> _WHAT IS REQUIRED_:
Restate exactly, and only, the lines spanning from the one with "Target: dark foreground" to the end of the records below.

[Records drawn from a dataset]

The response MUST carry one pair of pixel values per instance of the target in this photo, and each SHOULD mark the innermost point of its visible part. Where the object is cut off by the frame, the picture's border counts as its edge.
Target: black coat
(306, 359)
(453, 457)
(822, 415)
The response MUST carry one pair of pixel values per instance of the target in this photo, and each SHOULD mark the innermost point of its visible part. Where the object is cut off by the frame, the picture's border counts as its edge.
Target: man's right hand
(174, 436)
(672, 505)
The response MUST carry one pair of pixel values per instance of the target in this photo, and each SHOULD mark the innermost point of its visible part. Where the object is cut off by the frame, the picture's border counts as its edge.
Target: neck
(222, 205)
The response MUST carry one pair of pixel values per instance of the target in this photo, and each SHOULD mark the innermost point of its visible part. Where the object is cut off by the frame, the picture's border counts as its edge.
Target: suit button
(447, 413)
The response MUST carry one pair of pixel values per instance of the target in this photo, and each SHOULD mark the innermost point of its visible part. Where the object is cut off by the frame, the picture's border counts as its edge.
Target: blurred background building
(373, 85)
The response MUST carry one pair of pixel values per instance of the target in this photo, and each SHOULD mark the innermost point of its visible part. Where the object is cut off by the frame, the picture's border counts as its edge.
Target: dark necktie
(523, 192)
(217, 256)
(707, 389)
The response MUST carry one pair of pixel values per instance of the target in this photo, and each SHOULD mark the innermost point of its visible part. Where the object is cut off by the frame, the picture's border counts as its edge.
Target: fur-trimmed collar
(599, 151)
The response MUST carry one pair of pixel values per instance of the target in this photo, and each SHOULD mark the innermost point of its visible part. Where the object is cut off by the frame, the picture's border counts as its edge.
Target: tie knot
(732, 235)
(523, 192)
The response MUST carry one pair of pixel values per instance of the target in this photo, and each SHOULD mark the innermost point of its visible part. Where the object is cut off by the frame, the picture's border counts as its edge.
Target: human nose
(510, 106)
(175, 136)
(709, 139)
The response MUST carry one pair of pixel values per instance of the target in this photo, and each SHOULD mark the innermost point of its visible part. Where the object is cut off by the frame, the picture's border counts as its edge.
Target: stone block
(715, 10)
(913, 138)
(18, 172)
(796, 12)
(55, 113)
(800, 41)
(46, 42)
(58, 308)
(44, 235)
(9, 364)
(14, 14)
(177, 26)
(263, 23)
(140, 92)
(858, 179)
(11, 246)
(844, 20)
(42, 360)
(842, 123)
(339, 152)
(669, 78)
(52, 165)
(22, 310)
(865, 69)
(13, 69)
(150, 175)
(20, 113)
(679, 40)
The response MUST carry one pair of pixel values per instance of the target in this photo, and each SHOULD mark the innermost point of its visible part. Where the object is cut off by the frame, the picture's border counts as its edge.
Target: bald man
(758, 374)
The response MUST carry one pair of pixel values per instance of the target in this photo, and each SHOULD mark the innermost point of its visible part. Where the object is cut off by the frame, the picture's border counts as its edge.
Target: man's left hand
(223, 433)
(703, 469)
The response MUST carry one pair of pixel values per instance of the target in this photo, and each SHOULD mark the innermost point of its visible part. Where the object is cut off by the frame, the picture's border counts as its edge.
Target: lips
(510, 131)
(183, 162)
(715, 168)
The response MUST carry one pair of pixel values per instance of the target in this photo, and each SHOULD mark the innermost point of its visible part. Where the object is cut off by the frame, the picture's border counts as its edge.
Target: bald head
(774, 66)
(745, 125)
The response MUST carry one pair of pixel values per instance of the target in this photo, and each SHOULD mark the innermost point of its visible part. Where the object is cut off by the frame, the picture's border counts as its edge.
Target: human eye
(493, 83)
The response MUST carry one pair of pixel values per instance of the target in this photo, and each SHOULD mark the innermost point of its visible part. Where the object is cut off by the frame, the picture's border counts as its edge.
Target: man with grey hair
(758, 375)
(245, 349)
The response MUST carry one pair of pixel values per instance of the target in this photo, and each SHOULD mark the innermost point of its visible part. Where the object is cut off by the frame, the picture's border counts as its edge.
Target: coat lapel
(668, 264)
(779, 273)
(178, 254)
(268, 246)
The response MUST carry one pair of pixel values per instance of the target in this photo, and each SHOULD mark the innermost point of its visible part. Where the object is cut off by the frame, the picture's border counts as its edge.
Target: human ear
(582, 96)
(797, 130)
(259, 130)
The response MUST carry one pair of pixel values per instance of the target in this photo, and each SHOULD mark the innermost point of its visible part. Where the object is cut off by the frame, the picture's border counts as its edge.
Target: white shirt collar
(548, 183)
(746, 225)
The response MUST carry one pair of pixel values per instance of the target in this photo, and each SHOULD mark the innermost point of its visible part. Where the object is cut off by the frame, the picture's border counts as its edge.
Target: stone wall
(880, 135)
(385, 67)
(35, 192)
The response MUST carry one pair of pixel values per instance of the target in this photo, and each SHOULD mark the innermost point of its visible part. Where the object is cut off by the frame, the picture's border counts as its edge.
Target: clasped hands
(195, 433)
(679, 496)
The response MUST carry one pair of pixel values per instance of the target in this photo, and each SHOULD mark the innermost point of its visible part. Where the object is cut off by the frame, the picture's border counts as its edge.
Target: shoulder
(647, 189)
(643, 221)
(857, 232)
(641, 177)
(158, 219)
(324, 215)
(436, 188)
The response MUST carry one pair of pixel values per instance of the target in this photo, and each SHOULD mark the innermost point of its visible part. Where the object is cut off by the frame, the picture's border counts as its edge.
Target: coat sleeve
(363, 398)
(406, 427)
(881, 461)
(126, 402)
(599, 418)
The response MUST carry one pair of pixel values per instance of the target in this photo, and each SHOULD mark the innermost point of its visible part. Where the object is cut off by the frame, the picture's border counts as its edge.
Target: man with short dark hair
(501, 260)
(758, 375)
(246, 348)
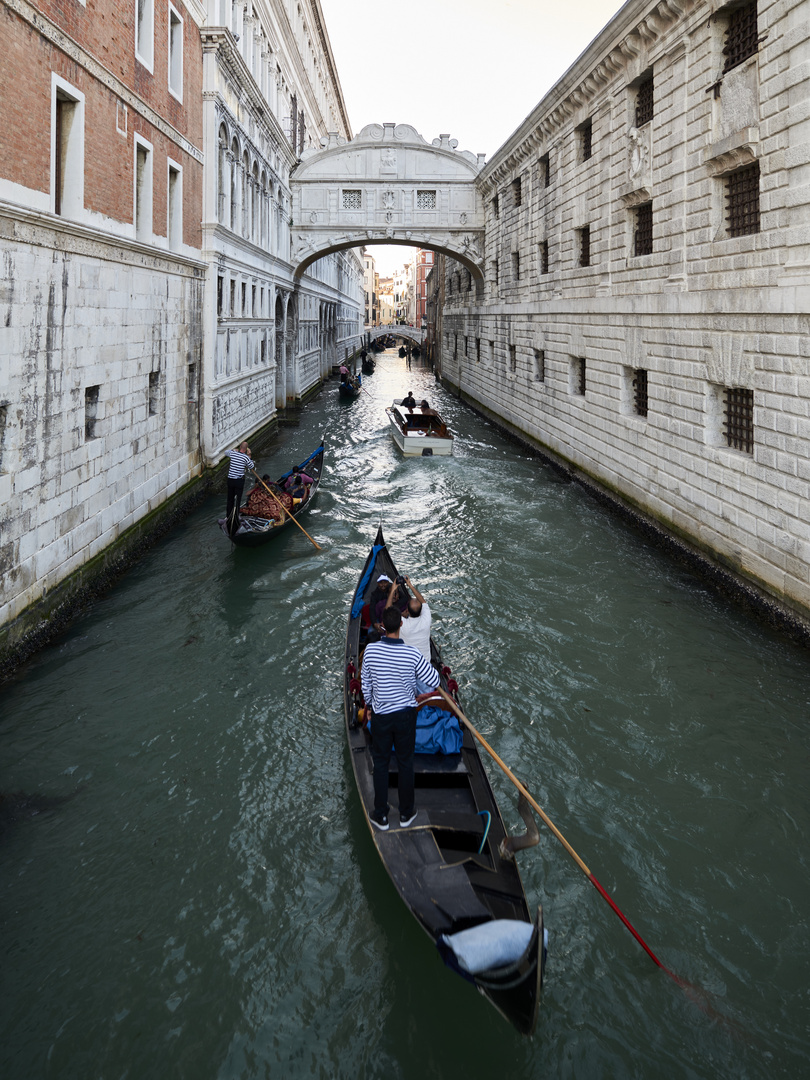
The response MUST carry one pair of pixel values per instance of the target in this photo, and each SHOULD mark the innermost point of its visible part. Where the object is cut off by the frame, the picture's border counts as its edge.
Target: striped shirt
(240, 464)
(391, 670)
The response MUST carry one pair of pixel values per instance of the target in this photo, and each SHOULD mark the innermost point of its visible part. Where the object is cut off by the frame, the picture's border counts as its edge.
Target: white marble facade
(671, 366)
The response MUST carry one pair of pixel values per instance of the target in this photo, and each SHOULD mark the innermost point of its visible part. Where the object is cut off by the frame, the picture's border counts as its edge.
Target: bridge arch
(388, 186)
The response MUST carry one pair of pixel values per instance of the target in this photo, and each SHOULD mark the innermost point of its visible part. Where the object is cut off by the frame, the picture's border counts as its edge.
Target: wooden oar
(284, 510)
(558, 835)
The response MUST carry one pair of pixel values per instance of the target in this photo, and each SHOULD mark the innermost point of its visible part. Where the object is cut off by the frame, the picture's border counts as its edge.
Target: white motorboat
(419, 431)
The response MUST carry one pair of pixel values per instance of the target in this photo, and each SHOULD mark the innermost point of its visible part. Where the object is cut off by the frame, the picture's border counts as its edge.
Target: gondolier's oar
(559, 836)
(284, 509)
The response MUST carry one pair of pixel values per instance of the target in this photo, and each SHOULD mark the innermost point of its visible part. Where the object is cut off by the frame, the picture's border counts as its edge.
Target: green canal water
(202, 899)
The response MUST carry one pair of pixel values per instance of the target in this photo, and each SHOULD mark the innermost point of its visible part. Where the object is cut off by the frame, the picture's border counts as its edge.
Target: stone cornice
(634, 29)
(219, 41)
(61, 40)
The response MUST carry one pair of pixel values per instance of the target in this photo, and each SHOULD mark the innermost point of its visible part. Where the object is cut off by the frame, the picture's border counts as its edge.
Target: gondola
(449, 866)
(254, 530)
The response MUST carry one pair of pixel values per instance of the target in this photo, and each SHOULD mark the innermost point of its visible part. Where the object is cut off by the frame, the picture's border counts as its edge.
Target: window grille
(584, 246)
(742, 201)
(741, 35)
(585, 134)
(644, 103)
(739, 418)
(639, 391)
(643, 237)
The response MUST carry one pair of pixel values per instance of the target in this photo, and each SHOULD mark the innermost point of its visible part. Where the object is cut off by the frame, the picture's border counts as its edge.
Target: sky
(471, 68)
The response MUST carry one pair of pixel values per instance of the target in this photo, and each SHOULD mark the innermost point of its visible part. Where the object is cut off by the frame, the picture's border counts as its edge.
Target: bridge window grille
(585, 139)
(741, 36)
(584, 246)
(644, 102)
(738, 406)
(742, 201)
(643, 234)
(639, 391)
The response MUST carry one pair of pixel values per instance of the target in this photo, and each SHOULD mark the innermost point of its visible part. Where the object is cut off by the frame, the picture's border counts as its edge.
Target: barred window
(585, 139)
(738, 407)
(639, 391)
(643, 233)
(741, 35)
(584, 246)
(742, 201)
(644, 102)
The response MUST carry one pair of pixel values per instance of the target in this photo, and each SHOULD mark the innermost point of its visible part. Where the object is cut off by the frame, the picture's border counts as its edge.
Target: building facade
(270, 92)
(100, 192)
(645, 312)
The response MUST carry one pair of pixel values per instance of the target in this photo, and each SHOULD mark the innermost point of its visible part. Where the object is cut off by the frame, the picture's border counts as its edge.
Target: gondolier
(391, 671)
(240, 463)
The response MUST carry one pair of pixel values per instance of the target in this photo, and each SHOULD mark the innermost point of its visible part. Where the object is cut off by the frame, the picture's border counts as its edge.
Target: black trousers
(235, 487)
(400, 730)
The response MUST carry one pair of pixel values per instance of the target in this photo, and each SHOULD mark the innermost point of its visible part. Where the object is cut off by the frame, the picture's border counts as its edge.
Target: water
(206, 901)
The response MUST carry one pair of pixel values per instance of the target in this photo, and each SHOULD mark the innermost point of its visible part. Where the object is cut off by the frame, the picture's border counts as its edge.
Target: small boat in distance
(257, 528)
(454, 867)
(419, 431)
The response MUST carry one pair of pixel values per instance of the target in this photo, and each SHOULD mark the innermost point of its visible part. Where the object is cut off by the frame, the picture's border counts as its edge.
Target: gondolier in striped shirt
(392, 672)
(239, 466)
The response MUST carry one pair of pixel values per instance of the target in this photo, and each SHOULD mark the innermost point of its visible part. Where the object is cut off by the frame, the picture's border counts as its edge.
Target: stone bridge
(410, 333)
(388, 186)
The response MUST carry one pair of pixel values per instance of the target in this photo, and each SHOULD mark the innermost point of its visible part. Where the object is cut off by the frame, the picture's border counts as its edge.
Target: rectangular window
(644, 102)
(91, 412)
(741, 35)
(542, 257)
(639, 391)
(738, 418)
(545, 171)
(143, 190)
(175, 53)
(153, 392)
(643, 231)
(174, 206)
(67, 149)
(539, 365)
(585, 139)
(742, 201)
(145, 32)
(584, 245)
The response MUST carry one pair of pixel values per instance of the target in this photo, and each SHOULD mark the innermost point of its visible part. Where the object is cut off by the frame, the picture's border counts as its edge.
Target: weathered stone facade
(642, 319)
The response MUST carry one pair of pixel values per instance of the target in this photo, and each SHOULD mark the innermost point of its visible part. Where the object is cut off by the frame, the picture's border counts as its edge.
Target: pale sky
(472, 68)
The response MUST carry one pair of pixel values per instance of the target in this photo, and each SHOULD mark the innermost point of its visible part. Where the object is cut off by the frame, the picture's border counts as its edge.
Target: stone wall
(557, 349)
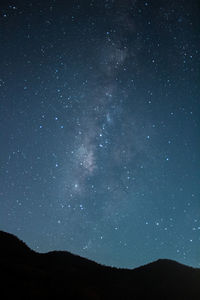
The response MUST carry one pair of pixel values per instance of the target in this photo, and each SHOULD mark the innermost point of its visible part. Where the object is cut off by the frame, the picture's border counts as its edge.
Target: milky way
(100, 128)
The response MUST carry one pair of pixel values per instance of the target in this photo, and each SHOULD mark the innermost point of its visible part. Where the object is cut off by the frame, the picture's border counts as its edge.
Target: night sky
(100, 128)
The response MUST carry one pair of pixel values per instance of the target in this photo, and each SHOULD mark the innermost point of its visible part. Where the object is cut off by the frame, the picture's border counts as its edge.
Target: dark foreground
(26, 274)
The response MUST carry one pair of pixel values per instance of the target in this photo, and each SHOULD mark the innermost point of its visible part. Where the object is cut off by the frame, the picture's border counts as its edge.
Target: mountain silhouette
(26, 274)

> _SOLUTION TO THE PROBLEM_:
Target: dark foreground
(26, 274)
The response MUST carry one pair of pixel values per instance of the target in this photo, and each SHOULD mark the innermost point of its visible part. Where the object is cut off by the frame, the picture's border counts as its edge.
Target: mountain silhouette
(26, 274)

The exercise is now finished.